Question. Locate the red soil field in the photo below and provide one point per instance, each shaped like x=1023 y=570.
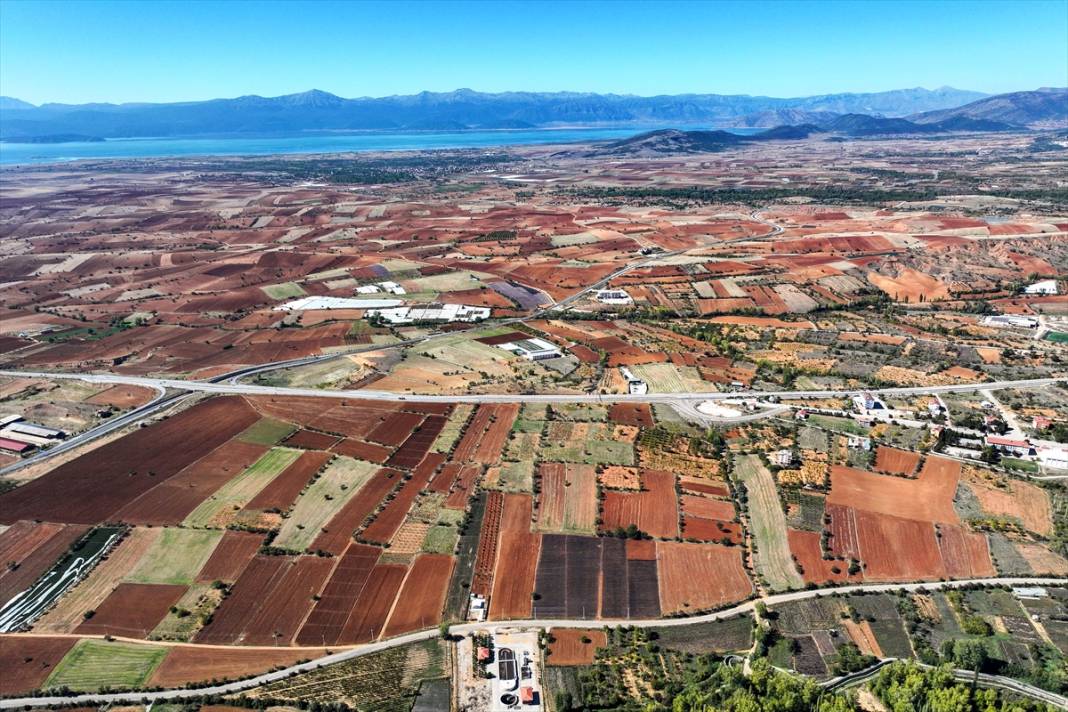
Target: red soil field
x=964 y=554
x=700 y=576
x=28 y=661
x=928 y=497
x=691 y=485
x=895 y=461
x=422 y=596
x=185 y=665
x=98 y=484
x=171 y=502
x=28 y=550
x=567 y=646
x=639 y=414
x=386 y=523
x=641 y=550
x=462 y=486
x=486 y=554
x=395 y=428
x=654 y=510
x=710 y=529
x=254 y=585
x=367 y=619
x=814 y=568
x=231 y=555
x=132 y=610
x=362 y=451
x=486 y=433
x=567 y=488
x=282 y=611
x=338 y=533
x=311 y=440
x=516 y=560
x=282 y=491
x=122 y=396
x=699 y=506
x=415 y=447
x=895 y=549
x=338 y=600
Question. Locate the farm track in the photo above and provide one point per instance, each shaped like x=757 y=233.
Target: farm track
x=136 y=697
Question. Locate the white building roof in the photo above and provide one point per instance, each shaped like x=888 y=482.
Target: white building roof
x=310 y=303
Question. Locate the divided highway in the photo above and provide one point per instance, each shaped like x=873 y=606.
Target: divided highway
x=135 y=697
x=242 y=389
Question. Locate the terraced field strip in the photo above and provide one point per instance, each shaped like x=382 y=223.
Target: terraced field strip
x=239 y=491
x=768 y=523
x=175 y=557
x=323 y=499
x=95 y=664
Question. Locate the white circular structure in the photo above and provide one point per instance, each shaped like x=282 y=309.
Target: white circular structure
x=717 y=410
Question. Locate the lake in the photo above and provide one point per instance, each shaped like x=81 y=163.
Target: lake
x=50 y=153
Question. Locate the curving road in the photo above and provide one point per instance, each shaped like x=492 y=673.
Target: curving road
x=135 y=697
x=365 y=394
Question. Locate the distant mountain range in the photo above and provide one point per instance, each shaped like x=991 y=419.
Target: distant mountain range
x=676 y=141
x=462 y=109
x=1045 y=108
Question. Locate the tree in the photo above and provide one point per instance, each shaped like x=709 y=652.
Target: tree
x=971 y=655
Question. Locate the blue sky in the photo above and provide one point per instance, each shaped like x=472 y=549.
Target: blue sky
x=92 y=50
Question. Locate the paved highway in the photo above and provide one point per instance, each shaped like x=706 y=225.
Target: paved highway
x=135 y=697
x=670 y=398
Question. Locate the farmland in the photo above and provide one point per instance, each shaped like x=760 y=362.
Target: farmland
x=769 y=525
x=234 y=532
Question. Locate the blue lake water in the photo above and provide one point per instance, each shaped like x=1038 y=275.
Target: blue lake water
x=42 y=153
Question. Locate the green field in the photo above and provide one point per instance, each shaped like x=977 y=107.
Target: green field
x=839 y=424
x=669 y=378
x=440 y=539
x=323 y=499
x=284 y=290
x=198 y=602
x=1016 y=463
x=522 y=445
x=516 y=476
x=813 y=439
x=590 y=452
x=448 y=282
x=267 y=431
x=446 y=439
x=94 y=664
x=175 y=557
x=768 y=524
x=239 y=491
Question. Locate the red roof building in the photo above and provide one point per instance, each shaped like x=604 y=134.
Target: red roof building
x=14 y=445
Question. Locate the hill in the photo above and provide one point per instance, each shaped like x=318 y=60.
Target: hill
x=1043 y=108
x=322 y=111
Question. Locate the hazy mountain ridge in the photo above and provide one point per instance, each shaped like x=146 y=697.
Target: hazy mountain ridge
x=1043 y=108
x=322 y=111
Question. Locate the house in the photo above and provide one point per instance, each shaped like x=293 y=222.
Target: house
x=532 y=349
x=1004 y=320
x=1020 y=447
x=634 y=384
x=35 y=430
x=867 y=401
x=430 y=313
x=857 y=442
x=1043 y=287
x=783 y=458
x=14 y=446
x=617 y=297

---

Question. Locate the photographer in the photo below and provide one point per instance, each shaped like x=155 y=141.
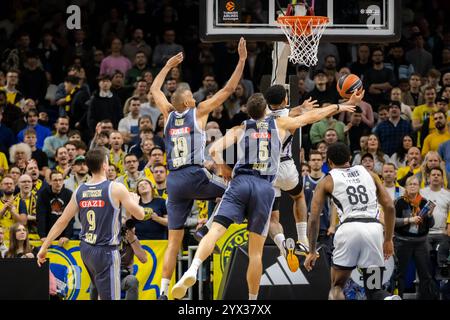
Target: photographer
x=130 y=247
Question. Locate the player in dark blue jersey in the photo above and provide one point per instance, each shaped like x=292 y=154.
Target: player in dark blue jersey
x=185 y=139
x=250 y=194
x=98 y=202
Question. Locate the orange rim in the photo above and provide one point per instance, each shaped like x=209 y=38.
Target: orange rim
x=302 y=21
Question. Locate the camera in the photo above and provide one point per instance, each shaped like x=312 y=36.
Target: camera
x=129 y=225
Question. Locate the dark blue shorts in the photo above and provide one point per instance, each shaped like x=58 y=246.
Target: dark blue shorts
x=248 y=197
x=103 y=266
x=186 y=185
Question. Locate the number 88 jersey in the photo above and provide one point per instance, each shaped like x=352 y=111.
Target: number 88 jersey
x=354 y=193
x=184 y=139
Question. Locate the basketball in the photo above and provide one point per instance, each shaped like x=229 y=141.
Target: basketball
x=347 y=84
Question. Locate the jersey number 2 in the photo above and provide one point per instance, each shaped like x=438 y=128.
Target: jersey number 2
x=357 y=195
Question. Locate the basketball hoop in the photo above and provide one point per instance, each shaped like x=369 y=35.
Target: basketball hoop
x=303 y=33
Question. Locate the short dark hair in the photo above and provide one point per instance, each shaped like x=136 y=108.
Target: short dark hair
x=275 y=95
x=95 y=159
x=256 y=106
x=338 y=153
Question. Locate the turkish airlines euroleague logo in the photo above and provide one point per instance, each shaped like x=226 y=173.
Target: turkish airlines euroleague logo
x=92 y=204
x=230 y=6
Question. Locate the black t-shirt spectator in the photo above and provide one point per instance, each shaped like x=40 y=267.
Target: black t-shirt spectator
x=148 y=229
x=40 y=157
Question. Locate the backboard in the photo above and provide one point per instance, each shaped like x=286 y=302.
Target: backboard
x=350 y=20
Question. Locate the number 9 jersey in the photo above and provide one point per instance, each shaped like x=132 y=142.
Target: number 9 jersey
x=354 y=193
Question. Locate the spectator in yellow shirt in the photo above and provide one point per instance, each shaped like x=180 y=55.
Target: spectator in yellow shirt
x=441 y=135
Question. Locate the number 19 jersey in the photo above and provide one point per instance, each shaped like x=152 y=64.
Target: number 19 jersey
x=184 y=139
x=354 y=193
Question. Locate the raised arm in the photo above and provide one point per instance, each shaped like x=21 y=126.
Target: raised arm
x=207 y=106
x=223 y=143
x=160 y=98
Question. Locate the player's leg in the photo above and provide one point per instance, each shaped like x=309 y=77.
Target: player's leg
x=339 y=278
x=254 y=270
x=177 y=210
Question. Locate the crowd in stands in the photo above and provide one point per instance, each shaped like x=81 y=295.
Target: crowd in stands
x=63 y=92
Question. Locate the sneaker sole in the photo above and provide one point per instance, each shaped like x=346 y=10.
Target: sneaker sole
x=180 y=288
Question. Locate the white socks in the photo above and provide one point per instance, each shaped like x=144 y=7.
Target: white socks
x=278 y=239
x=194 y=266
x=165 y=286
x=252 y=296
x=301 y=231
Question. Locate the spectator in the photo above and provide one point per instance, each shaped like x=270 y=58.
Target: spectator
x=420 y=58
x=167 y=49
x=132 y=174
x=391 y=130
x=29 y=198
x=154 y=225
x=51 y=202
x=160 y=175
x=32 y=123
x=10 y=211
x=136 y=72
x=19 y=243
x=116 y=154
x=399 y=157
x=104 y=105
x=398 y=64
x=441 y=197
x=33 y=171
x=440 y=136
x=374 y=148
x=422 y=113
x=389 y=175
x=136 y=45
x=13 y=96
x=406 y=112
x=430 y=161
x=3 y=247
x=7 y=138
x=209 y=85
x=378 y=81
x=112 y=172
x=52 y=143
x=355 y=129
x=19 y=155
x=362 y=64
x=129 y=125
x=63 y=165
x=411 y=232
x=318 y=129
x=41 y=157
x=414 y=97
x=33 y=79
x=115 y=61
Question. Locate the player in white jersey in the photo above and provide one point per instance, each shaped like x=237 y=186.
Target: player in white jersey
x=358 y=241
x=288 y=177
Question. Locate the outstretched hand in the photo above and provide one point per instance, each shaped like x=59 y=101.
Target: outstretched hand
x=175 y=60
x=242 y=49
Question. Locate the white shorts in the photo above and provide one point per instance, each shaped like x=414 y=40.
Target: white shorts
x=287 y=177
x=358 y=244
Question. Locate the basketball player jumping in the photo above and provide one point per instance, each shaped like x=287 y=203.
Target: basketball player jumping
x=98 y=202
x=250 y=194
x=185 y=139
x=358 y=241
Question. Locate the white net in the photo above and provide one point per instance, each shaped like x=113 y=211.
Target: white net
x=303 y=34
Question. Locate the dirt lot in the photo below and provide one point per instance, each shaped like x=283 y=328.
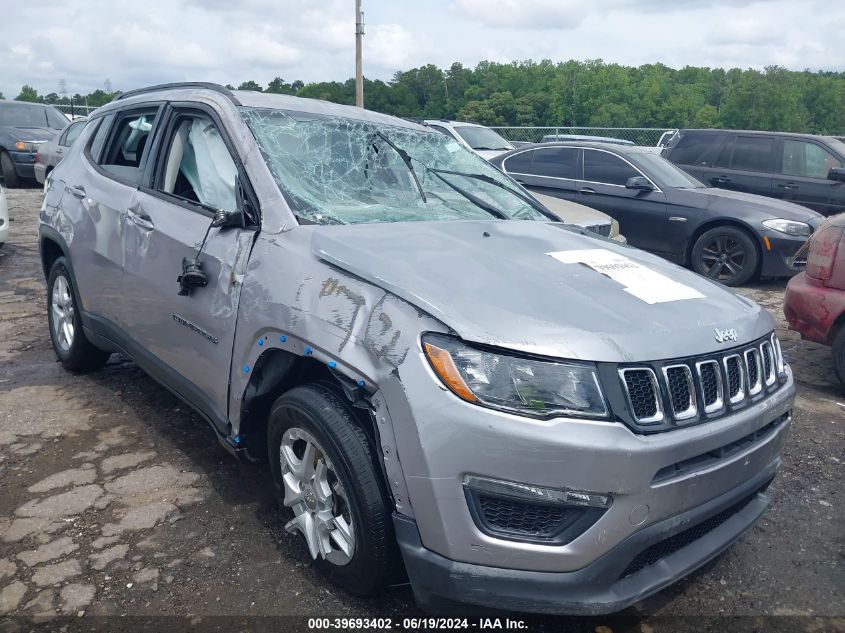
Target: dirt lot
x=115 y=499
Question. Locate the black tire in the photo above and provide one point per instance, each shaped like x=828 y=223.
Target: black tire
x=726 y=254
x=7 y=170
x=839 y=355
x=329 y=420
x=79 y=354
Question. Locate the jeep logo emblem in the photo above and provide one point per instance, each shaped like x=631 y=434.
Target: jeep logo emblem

*Task instructions*
Give the data again from the line containing "Question. Locate the red soil" through the line containing "x=699 y=506", with "red soil field" swapped for "plowed field" and everything else unchanged. Leave the pictures out of your answer.

*Expected answer*
Question. Locate the plowed field in the photo below and provide one point per instance, each shaped like x=1023 y=570.
Target: plowed field
x=964 y=554
x=700 y=576
x=28 y=661
x=928 y=497
x=691 y=485
x=895 y=461
x=422 y=596
x=185 y=665
x=98 y=484
x=171 y=502
x=28 y=550
x=567 y=646
x=639 y=414
x=386 y=523
x=641 y=550
x=462 y=486
x=486 y=554
x=395 y=428
x=654 y=510
x=710 y=529
x=254 y=585
x=367 y=619
x=814 y=568
x=231 y=555
x=132 y=610
x=362 y=451
x=486 y=433
x=567 y=488
x=282 y=611
x=338 y=533
x=311 y=440
x=516 y=560
x=282 y=491
x=122 y=396
x=699 y=506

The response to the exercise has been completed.